GIVEN INSTRUCTION 1
Please translate this sentence from the Taiwanese food newsletter into Spanish: "We’re stocking copies of this book online and in our store; pick up a signed one while supplies last."
GIVEN INSTRUCTION 2
Copy the Taiwanese food newsletter again, starting at the words "Yesterday was pub" and stopping after "while supplies last.", and rename "Tatung" to "steamer".

___ GIVEN PASSAGE

This is Yun Hai Taiwan Stories, a newsletter about Taiwanese food culture by Lisa Cheng Smith 鄭衍莉, founder of Yun Hai Taiwanese Pantry. If you aren’t yet a subscriber, sign up here.
Yesterday was pub day for Clarissa Wei’s new cookbook, Made in Taiwan: Recipes and Stories from the Island Nation, written with culinary educator Ivy Chen. I’m an avid collector of Taiwanese cookbooks, old and new (Fu Pei Mei first edition, check. Wei-Chuan’s Tofu! Tofu! Tofu!, check). My collection has rapidly grown with recent releases from Win Son & Cathy Erway, Frankie Gaw, Bao London, and now this volume of Taiwanese recipes from Clarissa Wei—our peer, our friend, and an inspiration.
Today, I cook from Clarissa’s new book, which includes a recipe for one of my favorite foods ever: Bawan, or Crystal Meatball. It’s steaming in my Tatung as I write this; read on to see how it turns out and look for the full recipe in the text below.
We’re stocking copies of this book online and in our store; pick up a signed one while supplies last.
For very close readers of this newsletter (a handful of you), you may know that Yun Hai started as a personal cooking project called bawanbuddies, all the way back in 2017. I was pregnant with my first child, craving the taste of Taiwan (where I had just been on honeymoon, we wasted no time), and researching Taiwanese foods nonstop, looking for hard-to-find recipes like pickled mustard greens 酸菜 and, yes, bawan 肉圓. Let’s just say that I got distracted along the way and ended up a retailer, but my original intent was to cook everything the hard way.
Bawan is one of those classic foods that Taiwanese folks love to adore. It’s less a specific dish and more a format: a savory filling is enveloped in a mochi-like dough, steamed, and covered with sweet and tangy sauces of the goopy variety. People call it a meatball, but I think it’s a little more like a meat pie that uses root starches instead of wheat flour.

______
___ LISTED RECORDS

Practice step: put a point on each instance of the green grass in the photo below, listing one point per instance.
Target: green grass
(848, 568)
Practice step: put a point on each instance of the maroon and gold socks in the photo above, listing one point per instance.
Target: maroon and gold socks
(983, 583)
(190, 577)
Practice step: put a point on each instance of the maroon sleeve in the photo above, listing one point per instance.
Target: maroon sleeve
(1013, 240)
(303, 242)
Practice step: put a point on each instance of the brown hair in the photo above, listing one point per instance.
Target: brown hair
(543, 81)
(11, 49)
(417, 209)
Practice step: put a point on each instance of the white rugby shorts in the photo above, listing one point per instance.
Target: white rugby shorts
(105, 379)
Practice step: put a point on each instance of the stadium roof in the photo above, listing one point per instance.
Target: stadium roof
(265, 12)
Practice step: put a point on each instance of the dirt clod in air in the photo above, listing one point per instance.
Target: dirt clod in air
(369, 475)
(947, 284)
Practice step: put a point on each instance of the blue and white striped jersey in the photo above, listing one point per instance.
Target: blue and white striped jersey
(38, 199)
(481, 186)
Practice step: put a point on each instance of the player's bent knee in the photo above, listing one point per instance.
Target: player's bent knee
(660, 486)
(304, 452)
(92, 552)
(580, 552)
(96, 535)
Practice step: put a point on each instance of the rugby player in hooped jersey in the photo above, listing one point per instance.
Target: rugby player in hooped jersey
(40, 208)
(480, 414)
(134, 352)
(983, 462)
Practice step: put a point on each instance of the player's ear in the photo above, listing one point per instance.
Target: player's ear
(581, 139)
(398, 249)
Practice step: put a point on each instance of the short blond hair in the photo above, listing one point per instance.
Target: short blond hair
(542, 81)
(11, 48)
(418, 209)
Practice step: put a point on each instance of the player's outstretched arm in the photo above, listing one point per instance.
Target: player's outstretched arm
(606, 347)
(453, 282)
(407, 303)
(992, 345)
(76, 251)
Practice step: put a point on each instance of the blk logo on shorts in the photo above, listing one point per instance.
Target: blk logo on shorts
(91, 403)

______

RESULT 1
Tenemos ejemplares de este libro a la venta en línea y en nuestra tienda; consigue uno firmado mientras duren las existencias.

RESULT 2
Yesterday was pub day for Clarissa Wei’s new cookbook, Made in Taiwan: Recipes and Stories from the Island Nation, written with culinary educator Ivy Chen. I’m an avid collector of Taiwanese cookbooks, old and new (Fu Pei Mei first edition, check. Wei-Chuan’s Tofu! Tofu! Tofu!, check). My collection has rapidly grown with recent releases from Win Son & Cathy Erway, Frankie Gaw, Bao London, and now this volume of Taiwanese recipes from Clarissa Wei—our peer, our friend, and an inspiration.
Today, I cook from Clarissa’s new book, which includes a recipe for one of my favorite foods ever: Bawan, or Crystal Meatball. It’s steaming in my steamer as I write this; read on to see how it turns out and look for the full recipe in the text below.
We’re stocking copies of this book online and in our store; pick up a signed one while supplies last.